## Directions:
Look through the material beneath and copy each line with the word "marker".

## Material provided:
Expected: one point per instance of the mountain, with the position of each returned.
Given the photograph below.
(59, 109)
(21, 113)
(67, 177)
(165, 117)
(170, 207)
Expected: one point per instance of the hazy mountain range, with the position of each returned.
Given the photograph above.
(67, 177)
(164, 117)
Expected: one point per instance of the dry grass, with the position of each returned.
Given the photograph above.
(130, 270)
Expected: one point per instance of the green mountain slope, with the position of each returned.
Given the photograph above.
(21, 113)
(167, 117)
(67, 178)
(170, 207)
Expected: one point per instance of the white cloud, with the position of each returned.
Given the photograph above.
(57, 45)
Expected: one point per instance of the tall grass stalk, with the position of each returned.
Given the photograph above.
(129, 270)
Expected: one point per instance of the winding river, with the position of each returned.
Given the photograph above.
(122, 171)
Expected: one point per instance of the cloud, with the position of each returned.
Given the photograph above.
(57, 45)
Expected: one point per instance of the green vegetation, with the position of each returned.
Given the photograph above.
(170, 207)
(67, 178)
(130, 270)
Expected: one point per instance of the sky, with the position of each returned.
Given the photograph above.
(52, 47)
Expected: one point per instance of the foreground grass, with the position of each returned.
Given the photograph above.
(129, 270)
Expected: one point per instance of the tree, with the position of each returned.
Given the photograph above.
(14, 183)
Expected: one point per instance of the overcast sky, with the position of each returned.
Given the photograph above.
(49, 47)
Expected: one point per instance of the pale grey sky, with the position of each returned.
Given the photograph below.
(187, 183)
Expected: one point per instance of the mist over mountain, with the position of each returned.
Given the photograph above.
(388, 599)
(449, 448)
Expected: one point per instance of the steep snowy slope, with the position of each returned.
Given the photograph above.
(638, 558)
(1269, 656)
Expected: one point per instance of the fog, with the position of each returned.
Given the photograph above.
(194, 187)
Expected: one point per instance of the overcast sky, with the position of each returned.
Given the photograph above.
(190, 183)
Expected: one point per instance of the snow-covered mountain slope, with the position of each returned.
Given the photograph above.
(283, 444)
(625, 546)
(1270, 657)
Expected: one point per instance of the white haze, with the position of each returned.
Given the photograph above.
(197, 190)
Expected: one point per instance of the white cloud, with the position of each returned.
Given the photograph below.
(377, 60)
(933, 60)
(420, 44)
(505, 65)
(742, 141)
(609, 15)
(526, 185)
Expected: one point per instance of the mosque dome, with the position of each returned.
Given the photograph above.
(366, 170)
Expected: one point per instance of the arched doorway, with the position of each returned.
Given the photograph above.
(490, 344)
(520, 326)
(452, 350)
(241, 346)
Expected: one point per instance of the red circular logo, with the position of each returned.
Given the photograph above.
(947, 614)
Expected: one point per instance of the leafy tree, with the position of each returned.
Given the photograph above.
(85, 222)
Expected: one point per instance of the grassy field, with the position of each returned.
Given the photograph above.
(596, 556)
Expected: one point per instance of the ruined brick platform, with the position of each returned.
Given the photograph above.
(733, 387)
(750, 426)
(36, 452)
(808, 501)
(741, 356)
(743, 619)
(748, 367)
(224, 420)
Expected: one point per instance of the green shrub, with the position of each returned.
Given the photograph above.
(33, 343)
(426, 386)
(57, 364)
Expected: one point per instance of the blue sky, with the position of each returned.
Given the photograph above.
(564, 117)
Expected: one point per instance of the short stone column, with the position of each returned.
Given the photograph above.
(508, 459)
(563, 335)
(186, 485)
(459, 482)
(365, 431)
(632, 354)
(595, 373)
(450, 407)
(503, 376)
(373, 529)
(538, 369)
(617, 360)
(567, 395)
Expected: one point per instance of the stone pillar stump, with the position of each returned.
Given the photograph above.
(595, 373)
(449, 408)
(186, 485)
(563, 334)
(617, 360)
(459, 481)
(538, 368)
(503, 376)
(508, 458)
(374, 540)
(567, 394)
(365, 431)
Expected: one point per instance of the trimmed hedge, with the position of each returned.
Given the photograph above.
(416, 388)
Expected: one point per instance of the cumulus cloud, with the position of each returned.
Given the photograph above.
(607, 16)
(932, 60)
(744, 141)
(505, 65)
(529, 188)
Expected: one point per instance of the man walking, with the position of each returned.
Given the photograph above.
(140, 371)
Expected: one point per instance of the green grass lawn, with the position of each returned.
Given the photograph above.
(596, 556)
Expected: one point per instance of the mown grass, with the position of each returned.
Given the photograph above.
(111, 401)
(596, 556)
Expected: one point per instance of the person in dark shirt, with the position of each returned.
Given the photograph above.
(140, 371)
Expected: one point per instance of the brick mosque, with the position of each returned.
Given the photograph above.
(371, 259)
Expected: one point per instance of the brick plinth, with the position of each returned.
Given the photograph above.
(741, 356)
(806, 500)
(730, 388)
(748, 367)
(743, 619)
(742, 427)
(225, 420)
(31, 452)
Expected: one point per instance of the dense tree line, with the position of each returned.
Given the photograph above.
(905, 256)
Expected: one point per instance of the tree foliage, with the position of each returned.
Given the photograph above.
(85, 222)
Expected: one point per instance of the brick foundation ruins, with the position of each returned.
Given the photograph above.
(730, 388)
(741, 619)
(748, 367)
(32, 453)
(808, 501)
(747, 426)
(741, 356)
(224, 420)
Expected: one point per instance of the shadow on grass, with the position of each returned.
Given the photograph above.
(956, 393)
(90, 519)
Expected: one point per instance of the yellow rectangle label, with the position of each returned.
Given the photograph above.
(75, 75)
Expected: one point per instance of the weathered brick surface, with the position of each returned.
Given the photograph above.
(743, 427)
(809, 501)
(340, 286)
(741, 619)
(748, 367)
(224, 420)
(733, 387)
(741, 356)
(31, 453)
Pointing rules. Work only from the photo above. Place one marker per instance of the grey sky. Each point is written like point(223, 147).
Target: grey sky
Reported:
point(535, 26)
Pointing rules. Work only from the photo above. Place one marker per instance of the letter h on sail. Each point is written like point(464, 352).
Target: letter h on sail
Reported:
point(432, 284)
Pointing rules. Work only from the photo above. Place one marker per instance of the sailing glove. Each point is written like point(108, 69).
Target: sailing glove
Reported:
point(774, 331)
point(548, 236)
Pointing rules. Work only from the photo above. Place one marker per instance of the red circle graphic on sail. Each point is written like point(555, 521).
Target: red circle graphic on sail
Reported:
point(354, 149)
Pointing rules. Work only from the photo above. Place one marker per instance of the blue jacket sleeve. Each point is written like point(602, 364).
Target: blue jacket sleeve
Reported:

## Output of the task:
Pointing rules. Work only from the photo above. Place one marker per instance of the grey sky. Each point is written like point(223, 147).
Pointing rules. Work only from the photo above. Place one marker per instance of the letter h on sail. Each point is written like point(464, 352).
Pointing rules. Work only from the photo above. Place one marker per instance of the sailing glove. Each point is written like point(108, 69).
Pointing rules. Work only from the photo above. Place one marker per instance of the red circle graphic on sail. Each point is written like point(555, 521).
Pointing rules. Work only from the photo above. Place one marker per instance of the blue jacket sleeve. Each point is written like point(602, 364).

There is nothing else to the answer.